● **TASK DESCRIPTION**:
Copy the data below exactly.
[Start EXERCISE INPUT]
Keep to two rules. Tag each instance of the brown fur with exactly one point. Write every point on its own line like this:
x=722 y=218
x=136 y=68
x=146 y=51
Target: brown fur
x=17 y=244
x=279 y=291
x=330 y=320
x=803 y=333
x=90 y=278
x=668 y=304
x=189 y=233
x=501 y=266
[End EXERCISE INPUT]
● **EXERCISE SOLUTION**:
Keep to two rules. Tag each instance of the brown fur with exactly one point. Write every point on its own line like this:
x=722 y=218
x=136 y=68
x=146 y=51
Target: brown fur
x=17 y=244
x=279 y=291
x=330 y=320
x=803 y=333
x=90 y=278
x=668 y=304
x=189 y=233
x=501 y=266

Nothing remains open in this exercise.